=== Directive ===
Reproduce the data below line for line, keeping every word and number unchanged.

=== Task data ===

"""

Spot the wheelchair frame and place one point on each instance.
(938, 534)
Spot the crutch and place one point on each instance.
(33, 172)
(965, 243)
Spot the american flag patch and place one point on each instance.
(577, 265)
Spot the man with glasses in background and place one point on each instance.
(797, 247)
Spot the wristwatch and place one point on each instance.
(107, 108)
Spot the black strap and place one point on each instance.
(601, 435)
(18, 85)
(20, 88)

"""

=== The answer ===
Spot the wheelchair frame and place one point on each instance.
(938, 534)
Spot the crutch and place one point on each instance.
(33, 172)
(965, 243)
Spot the american flag patch and place one point on each instance.
(577, 265)
Spot the man with glasses in background and place one point on each instance.
(797, 247)
Spot the wristwatch and place one point on each instance.
(107, 108)
Spot the black strap and place one point on each instance.
(601, 435)
(18, 85)
(20, 88)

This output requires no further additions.